── Information given ──

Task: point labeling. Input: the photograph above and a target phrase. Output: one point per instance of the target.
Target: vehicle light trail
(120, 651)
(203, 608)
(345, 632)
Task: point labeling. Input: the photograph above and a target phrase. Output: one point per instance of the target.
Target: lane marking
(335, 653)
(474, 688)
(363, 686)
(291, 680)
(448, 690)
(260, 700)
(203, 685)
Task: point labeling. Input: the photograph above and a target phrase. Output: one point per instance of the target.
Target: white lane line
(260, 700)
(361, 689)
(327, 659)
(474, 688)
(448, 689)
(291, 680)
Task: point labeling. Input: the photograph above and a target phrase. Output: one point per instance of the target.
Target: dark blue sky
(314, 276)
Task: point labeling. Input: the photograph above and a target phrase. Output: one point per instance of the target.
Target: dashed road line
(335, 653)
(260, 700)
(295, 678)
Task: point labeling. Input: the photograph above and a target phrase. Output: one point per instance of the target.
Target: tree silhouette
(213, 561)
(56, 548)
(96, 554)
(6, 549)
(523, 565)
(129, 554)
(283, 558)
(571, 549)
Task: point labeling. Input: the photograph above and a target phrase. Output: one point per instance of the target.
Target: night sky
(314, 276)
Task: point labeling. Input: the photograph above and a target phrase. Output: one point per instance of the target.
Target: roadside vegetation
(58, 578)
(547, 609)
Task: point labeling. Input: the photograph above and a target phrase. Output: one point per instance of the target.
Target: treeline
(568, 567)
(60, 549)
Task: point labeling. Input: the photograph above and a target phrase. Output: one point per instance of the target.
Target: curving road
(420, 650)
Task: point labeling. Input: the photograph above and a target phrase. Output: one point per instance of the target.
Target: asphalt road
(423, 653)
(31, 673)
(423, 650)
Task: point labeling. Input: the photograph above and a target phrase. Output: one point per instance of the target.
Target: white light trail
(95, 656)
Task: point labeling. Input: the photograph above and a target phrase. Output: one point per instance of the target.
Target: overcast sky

───

Give the listing again. Leave every word as it stands.

- **Written solution**
Task: point labeling. Input: the photograph above and a target phrase. Output: one point per instance of the target.
Target: vehicle light trail
(120, 651)
(203, 608)
(345, 632)
Task: point labeling. Input: the photograph above and a target phrase. Output: one point per instance of the target.
Target: lane marking
(335, 653)
(474, 688)
(363, 686)
(291, 680)
(448, 690)
(260, 700)
(203, 685)
Task: point labeling. Input: the photograph above and a target phrase. Output: one point per instance of the target.
Target: white lane line
(260, 700)
(361, 689)
(327, 659)
(474, 688)
(448, 689)
(291, 680)
Task: point labeling. Input: the photograph above and a target phrase. Output: one point per instance of the target.
Target: dark blue sky
(314, 276)
Task: point labeling. Input: the photograph above and a target phrase. Output: one point per instance of the target.
Target: dashed road line
(335, 653)
(260, 700)
(295, 678)
Task: point labeling. Input: the photograph above and a target phrase. Output: one point per instance of the target.
Target: tree silhouette
(213, 561)
(56, 548)
(96, 554)
(6, 549)
(523, 565)
(129, 554)
(283, 558)
(571, 549)
Task: point labeling. Input: the photograph above and a target phrase. Output: one point per instance of the target.
Target: night sky
(314, 276)
Task: point labeling. Input: the photograph above and a target phrase. Output: one point per instance of the target.
Target: roadside vegetation
(58, 578)
(547, 609)
Task: point labeling. Input: the photograph above and a target phrase. Output: one point per instance of the target.
Target: treeline
(568, 567)
(60, 549)
Task: point labeling. Input: the photograph above and a target phrase. Output: one point per instance of the target.
Target: curving road
(420, 650)
Task: point labeling. Input: the photograph above and a target phrase. Output: one point per instance of the target.
Target: asphalt road
(423, 653)
(31, 673)
(423, 650)
Task: point labeling. Input: the photograph above and a target phrase. Output: one point per instance of the target.
Target: white light trail
(95, 656)
Task: point labeling. Input: the photograph above and a target phrase. Output: one point per instance of the target.
Target: overcast sky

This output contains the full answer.